* AIM: Find the line containing "Put one point on each instance of the green". Retype it and every line after it through the end of the entries, exactly as written, with nothing added.

Dataset excerpts on object pointing
____________

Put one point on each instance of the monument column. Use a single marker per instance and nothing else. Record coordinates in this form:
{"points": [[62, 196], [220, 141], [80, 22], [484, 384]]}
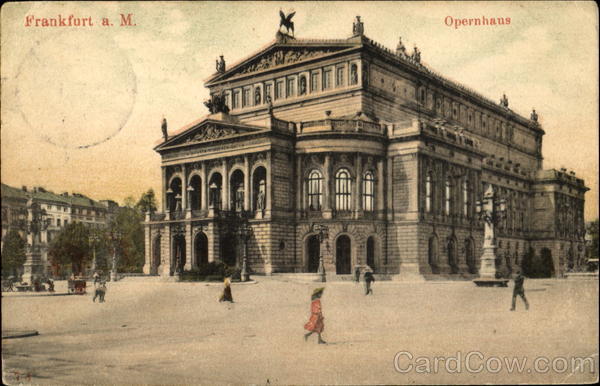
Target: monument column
{"points": [[326, 187], [225, 186]]}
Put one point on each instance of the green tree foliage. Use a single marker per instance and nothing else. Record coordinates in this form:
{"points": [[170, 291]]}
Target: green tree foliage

____________

* IN RESPONSE:
Put one point on each instance of the green tree foliage. Use a single marker per instance and nothing else. Record coordinates in this form:
{"points": [[170, 291]]}
Target: green tree foliage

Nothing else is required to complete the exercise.